Work request: Repeat the rows exactly, starting from the line containing "</instance>" and continuing through the final row, with both ends included.

Records:
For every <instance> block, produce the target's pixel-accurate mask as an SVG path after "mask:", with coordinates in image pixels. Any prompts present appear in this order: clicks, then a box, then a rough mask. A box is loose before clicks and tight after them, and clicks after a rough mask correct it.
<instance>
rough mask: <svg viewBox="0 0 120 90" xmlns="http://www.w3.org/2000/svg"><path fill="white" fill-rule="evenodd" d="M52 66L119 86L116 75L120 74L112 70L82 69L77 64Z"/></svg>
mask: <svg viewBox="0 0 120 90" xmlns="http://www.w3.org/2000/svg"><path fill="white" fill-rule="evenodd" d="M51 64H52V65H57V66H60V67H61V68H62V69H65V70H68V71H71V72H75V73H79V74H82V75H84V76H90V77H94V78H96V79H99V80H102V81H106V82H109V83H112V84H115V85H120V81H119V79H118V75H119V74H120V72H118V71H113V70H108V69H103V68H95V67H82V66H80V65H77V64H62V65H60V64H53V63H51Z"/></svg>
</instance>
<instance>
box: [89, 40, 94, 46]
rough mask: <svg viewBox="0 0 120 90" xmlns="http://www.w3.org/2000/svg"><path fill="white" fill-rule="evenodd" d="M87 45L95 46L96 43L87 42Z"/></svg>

Task result:
</instance>
<instance>
box: [89, 40, 94, 46]
rough mask: <svg viewBox="0 0 120 90" xmlns="http://www.w3.org/2000/svg"><path fill="white" fill-rule="evenodd" d="M87 45L95 46L96 43L87 42Z"/></svg>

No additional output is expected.